**WHAT IS ASKED:** List every line of the records below that contains the word "communication", matching it with case taken into account.

**EXCERPTED DATA:**

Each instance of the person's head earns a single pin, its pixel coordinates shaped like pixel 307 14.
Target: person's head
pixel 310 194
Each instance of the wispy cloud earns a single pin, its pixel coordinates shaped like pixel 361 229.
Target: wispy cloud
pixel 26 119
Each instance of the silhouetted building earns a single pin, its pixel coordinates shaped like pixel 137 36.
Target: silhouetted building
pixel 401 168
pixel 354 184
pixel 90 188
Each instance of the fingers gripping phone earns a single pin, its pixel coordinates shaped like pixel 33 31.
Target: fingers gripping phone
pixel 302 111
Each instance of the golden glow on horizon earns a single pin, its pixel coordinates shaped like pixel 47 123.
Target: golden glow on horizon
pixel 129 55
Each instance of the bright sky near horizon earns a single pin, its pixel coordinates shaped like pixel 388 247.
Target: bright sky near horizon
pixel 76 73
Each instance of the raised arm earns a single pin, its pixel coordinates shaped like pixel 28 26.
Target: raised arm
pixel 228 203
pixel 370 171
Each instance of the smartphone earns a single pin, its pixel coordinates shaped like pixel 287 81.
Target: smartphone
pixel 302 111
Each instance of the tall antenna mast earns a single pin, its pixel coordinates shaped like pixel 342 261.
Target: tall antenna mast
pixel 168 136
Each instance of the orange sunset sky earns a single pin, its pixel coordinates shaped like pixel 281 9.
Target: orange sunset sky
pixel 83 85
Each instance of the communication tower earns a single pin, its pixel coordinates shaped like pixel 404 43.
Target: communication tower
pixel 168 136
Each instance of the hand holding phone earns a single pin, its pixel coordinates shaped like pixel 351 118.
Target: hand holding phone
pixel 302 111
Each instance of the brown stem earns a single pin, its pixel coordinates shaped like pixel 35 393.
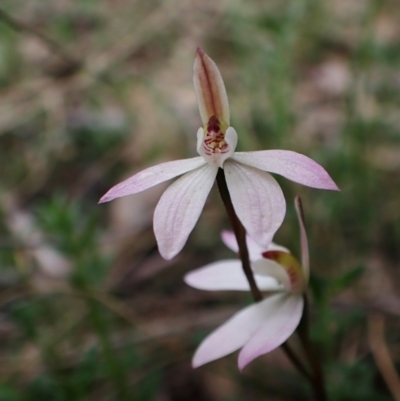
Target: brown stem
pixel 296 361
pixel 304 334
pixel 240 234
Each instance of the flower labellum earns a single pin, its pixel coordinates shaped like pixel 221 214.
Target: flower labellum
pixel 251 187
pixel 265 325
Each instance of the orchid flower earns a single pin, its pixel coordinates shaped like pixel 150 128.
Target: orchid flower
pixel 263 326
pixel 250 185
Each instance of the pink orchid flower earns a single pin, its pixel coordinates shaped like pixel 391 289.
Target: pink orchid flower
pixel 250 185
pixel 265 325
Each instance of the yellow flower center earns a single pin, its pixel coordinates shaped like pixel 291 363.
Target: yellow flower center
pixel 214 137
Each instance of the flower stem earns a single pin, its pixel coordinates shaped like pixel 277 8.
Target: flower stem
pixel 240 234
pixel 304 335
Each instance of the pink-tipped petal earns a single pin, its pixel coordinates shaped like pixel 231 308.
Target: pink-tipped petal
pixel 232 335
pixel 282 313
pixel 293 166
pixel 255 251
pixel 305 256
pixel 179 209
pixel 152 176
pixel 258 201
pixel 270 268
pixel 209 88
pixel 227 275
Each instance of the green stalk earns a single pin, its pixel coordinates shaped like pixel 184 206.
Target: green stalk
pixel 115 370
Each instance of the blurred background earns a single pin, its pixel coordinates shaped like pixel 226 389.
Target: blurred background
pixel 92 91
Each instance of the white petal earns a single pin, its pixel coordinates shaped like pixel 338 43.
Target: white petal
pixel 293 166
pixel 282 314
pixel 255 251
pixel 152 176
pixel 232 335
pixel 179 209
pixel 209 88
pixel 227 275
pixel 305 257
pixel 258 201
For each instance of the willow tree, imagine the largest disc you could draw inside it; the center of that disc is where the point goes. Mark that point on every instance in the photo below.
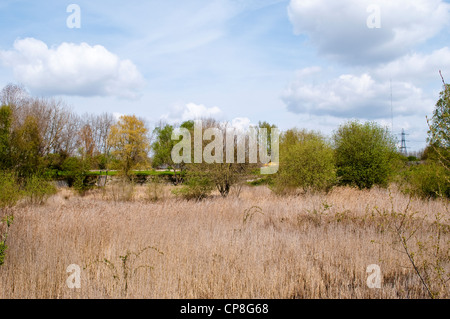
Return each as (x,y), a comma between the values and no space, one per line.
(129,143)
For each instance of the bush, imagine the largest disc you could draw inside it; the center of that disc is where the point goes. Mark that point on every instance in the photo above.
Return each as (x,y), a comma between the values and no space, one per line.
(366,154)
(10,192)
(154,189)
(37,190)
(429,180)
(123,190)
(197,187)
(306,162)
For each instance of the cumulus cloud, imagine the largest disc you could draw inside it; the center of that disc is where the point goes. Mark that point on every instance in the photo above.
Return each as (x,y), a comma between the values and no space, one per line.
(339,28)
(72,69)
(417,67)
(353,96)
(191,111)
...
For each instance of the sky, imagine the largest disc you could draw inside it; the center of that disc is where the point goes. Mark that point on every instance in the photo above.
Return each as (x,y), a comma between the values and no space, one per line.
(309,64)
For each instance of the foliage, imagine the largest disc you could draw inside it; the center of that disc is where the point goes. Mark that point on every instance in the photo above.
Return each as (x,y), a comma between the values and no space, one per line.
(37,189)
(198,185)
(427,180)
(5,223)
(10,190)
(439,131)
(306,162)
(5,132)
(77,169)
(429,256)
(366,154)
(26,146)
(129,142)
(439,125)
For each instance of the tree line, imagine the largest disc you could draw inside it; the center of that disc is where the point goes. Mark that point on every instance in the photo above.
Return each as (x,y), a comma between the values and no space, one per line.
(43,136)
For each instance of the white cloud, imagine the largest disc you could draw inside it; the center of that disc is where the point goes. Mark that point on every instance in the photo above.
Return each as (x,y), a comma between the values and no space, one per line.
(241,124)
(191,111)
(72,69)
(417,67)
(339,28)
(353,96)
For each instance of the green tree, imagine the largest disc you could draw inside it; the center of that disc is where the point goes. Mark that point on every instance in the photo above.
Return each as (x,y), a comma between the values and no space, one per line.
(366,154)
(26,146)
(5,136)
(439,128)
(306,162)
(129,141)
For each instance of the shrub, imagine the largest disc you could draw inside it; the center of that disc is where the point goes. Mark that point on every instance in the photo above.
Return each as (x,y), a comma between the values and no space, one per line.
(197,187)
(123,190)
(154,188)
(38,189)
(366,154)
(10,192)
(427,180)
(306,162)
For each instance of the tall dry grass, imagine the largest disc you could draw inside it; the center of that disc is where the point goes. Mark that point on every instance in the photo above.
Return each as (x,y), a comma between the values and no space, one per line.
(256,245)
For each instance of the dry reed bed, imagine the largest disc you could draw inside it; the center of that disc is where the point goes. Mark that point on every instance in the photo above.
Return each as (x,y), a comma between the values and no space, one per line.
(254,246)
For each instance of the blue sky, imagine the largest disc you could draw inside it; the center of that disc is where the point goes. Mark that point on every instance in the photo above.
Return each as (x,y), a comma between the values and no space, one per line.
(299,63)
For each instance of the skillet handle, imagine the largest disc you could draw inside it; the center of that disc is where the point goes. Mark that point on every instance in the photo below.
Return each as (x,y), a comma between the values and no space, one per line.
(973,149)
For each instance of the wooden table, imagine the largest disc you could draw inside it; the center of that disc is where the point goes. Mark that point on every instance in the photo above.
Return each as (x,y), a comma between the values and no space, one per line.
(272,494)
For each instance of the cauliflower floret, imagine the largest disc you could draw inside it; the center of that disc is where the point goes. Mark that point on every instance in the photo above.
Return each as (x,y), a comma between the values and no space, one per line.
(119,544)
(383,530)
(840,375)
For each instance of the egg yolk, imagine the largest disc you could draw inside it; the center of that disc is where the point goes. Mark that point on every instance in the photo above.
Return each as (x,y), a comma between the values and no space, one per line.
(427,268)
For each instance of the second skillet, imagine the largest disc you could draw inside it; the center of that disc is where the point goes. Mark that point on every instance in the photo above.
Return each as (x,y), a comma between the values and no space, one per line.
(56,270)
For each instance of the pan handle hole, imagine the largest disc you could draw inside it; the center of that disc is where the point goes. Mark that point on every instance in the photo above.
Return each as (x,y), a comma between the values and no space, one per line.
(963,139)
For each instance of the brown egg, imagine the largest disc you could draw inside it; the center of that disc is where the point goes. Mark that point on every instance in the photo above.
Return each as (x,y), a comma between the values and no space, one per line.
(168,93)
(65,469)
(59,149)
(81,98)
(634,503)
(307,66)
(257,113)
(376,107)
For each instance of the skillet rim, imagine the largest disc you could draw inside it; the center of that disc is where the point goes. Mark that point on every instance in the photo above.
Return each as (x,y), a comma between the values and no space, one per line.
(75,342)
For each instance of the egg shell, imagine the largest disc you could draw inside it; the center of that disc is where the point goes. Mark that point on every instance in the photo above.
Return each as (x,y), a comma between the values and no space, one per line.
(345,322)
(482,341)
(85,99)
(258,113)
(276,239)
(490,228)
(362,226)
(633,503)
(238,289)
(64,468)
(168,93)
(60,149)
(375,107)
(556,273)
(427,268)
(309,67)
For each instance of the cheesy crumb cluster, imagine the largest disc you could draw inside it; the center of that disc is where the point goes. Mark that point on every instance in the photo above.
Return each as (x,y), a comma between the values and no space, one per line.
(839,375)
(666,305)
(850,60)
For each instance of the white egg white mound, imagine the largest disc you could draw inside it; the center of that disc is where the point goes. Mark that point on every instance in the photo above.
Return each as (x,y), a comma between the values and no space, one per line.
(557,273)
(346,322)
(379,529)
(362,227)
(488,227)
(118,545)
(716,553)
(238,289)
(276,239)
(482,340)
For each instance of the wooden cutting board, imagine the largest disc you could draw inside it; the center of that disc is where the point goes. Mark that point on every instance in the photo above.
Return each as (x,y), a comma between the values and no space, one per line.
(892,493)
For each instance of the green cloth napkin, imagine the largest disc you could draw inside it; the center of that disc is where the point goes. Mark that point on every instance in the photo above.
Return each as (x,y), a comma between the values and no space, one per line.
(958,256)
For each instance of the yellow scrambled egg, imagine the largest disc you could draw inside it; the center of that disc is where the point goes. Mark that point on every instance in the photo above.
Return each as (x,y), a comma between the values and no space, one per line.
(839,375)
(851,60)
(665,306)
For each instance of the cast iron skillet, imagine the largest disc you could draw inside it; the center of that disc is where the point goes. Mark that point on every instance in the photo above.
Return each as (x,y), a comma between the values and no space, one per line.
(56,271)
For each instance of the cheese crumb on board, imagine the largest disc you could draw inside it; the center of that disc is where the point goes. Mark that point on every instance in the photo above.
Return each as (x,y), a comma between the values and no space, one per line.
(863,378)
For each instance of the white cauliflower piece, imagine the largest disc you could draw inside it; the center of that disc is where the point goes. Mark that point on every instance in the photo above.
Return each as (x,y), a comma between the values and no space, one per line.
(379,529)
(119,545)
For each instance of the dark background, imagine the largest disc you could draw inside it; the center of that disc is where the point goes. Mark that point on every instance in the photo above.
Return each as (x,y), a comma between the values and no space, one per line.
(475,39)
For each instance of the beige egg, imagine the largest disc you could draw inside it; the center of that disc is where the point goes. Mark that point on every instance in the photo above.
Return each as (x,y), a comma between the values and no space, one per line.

**EXERCISE OUTPUT:**
Each instance of the communication tower earns a single pin, its pixel coordinates shaped like pixel 404 43.
Target: communication tower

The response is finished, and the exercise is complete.